Page excerpt:
To My Water Dispenser, With Love

water dispenser with love mum revised

Dearest Water Dispenser,

We have had an 8-year relationship, and I am not sure if I have properly acknowledged your contribution to my life. Now I wish to do so.

Your beautiful styling and functional cold and boiled water dispensing goodness are above reproach. We started on the filtered water road with your lackluster cousin, the Brita. To use a phrase from Community; They Britta’d the hell out of that thing. They forgot that sometimes water is best served hot. So we graduated. We paid the tuition to be schooled in the art of filtered water. Now, as a graduate, I will Brita no more because I found you.

When I need hydration, you are there.

When I need boiled water for tea, you are there.

When I need boiled water because I scorched the pan and want to get the evidence grime removed stat/before Mister comes home to see, you are there.

When I need a lot of filtered water for coffee, you are there.

When I need boiled water because the coffee maker is on the fritz and I have pulled out the Bodum in desperation, you are there.

Your filter may be frustrating, bordering on ridiculous to change, but it is worth it.

You may slow down your production when I neglect to change said filter because it is craptacularly designed and fully vacuum seals in the tube so I have to call in Mister for the strength of Job. In truth, I can’t be bothered to put my head in the same cupboard as the garbage. “The kids” miss the bin often, and it is an ant’s dream and a mouse’s hotbed under there. But you still work despite my lack of maintenance. You know the frustration of me not having coffee is worse than the frustration of trying to filter water through a brick wall of previously filtered water gunk.

Your original manufacturer may have discontinued you and, when you broke, I had to buy 80% of your system over because the parts were no longer available. I had to resort to, choke, tap water for months. But you were patient when I was not. You were there for me even through those trying times. You may not have helped the situation because you taunted me with your shiny handles that did not work, like a hooker on a dinner break, but you were still there.

When we left the previous house, I was sad to have left you in your home. The only one you had ever known. But we found your sister and installed her here. You are both orphans in a box no longer. Truthfully, it is the least I can do for all you have done for me.

Data provided:
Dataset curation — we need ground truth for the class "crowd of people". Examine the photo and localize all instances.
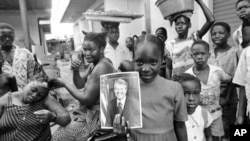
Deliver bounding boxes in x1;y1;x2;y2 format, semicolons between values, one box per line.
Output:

Parts of the exercise:
- a) Reproduce the part of the letter to the water dispenser starting with "Your original manufacturer" and going on through "done for me.".
- b) In the letter to the water dispenser, what did the writer have to use for months after the dispenser broke?
The listing has no connection to the letter to the water dispenser.

Answers by item:
- a)
Your original manufacturer may have discontinued you and, when you broke, I had to buy 80% of your system over because the parts were no longer available. I had to resort to, choke, tap water for months. But you were patient when I was not. You were there for me even through those trying times. You may not have helped the situation because you taunted me with your shiny handles that did not work, like a hooker on a dinner break, but you were still there.

When we left the previous house, I was sad to have left you in your home. The only one you had ever known. But we found your sister and installed her here. You are both orphans in a box no longer. Truthfully, it is the least I can do for all you have done for me.

- b) Tap water.